### EL PROBLEMA
En el texto sobre los cabildos, ¿en qué fecha se convocó el cabildo abierto que se da como ejemplo?

De este modo, podemos señalar que los cabildos, cuyos orígenes se remontan a las primigenias formas de organización municipal durante la Edad Media, constituyeron durante la Colonia los espacios de organización administrativa, judicial, policial y de producción económica que se daban pueblos, villorrios y localidades, constituyendo en la práctica un espacio de autogobierno y de ejercicio de la soberanía local (Salazar, 2011). De allí que, a modo de ejemplo, podemos hacer alusión al cabildo abierto convocado el 18 de septiembre de 1810 por el que la oligarquía patriarcal criolla se congregó para discutir y adoptar decisiones luego de tomar conocimiento del cautiverio del rey Fernando VII en manos del emperador Napoleón Bonaparte.
En consecuencia, las actuales asambleas y cabildos auto convocados por la ciudadanía chilena constituyen un ejercicio de soberanía popular en los que, en el proceso de búsqueda de una solución “por abajo” a la crisis institucional que vive nuestro país, se ha sostenido con fuerza la idea que la salida al problema no pasa por una revisión a la carta fundamental por parte del constituyente derivado (Presidente de la República y Congreso Nacional), sino a través de una nueva Constitución cuyo proceso formativo tenga características profundamente democráticas. Es decir, se ha dado inicio a un proceso constituyente de facto, en que el pueblo, en cuanto titular del poder constituyente originario, ha tomado en sus manos la decisión soberana de reflexionar y determinar libremente “(…) el Estado (junto al Mercado y la Sociedad Civil) que le parezca necesario y conveniente para su desarrollo y bienestar” (Salazar, 2011, p. 27).
Así, escapando de la rigidez mental propia de muchos operadores jurídicos, resulta necesario defender la idea que la solución al problema no pasa por un reforma a la Constitución vigente, por tener ésta un origen espurio y, por consiguiente, carecer de legitimidad frente a la ciudadanía (no se trata de un problema de legalidad, sino de legitimidad), debiendo forzarse a la institucionalidad vigente para que acepte el proceso constituyente que ya ha iniciado el soberano, a partir del reconocimiento del principio que el poder constituyente, esencia de la soberanía, tiene como único y exclusivo titular el pueblo (Ríos, 2017) que, en definitiva, es el único que puede (y debe) darse una Constitución.
Por tanto, las conclusiones que resulten de las discusiones y deliberaciones de los cabildos auto convocados no pueden diluirse en meras propuestas que terminen siendo “cocinadas” por los mismos de siempre a través de anuncios de “cambios” que, en la práctica, no van a cambiar nada; por el contrario, deben servir de base para que, en el ejercicio del poder constituyente, el pueblo tenga la oportunidad de participar democráticamente en una instancia que le permita redactar y proponer, a través de sus delegados/as –electos democráticamente- un proyecto de nueva Constitución, en la que se plasme una nueva concepción del Estado dirigida a propender al mayor bienestar de sus habitantes, a través del fortalecimiento de su rol social en desmedro su actual papel subsidiario, siendo la Asamblea Constituyente la única instancia que permite este ejercicio de la soberanía popular de forma democrática y en igualdad de condiciones (Ríos, 2017).
Por ello resulta importante reencontrarse con nuestra comunidad, educarse, participar en los espacios de reflexión y deliberación ciudadana, movilizarse y reapropiarse de la política para, en definitiva, comprender y aceptar el lugar que nos corresponde como sujetos históricos, políticos y sociales. Sólo de esta forma evitaremos que se imponga, nuevamente, la casta que ha detentado históricamente el poder.

[Registros de datos]

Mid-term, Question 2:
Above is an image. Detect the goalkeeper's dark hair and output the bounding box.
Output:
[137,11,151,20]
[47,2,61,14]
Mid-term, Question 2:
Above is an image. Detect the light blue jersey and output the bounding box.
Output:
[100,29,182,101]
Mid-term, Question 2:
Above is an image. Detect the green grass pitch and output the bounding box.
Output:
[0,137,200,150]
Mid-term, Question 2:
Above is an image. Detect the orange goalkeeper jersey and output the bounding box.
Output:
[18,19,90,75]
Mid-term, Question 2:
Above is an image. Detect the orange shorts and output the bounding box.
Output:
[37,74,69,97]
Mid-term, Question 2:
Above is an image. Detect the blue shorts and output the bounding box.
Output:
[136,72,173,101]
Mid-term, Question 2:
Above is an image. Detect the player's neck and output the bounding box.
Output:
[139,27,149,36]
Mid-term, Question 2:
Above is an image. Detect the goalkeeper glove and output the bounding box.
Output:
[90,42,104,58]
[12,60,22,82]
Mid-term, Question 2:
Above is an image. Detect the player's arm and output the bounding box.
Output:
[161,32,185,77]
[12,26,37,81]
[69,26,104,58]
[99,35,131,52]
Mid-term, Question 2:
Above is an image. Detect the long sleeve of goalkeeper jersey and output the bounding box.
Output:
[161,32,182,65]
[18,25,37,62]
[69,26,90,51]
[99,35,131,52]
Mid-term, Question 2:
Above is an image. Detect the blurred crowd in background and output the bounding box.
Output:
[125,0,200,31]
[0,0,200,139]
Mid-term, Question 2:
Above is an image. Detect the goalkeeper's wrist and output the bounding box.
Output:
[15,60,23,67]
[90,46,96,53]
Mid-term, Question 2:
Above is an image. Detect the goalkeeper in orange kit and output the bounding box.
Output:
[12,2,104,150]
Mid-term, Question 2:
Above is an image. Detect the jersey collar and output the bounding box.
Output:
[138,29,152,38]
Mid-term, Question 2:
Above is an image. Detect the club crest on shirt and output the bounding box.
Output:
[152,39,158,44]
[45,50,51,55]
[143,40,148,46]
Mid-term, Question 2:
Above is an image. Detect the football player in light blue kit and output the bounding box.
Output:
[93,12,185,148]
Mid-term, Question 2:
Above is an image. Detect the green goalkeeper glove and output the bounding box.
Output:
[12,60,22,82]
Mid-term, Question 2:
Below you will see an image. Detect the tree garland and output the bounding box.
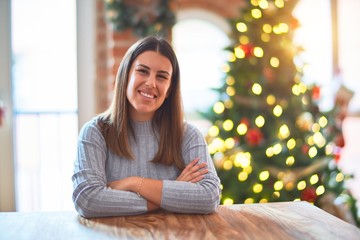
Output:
[105,0,175,37]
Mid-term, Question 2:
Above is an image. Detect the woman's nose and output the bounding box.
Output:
[145,74,156,88]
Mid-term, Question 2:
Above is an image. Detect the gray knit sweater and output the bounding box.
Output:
[72,118,221,218]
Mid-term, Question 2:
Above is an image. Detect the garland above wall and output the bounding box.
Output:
[105,0,175,37]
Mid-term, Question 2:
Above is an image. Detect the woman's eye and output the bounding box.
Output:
[158,75,168,80]
[137,69,148,74]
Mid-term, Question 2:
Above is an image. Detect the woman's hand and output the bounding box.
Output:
[176,158,209,183]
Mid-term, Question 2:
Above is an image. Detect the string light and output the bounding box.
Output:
[291,84,301,96]
[223,119,234,131]
[265,147,274,157]
[278,124,290,139]
[208,125,220,137]
[263,23,272,33]
[225,138,235,149]
[223,160,233,171]
[224,99,234,109]
[261,33,270,42]
[221,63,230,73]
[266,94,276,106]
[273,105,283,117]
[251,0,259,7]
[226,76,235,86]
[275,0,285,8]
[223,198,234,205]
[236,22,247,33]
[255,115,265,128]
[311,123,320,133]
[297,180,306,191]
[213,102,225,114]
[308,147,317,158]
[236,123,247,135]
[252,83,262,95]
[243,165,252,174]
[253,183,263,193]
[316,185,325,196]
[285,156,295,167]
[259,170,270,181]
[286,138,296,150]
[238,172,248,182]
[234,47,245,59]
[226,86,236,97]
[259,0,269,9]
[227,52,236,62]
[234,152,251,168]
[299,82,307,94]
[239,35,249,45]
[254,47,264,58]
[310,174,319,185]
[319,116,328,128]
[335,173,345,182]
[251,8,262,19]
[274,180,284,191]
[273,191,280,198]
[270,57,280,68]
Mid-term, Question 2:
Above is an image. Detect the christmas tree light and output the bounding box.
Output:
[204,0,360,226]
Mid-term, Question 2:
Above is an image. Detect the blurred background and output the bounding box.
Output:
[0,0,360,218]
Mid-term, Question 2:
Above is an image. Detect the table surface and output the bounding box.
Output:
[0,202,360,240]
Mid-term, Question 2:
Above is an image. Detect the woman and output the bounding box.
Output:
[72,37,221,218]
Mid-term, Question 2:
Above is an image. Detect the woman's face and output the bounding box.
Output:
[126,51,173,121]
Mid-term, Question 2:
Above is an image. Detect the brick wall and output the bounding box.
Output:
[95,0,244,113]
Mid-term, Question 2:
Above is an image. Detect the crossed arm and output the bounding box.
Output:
[107,158,208,211]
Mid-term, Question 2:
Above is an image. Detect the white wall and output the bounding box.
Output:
[76,0,96,130]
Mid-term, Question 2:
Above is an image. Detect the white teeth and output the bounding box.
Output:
[140,92,155,98]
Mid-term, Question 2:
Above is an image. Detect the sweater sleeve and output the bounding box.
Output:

### SOLUCIÓN
El 18 de septiembre de 1810.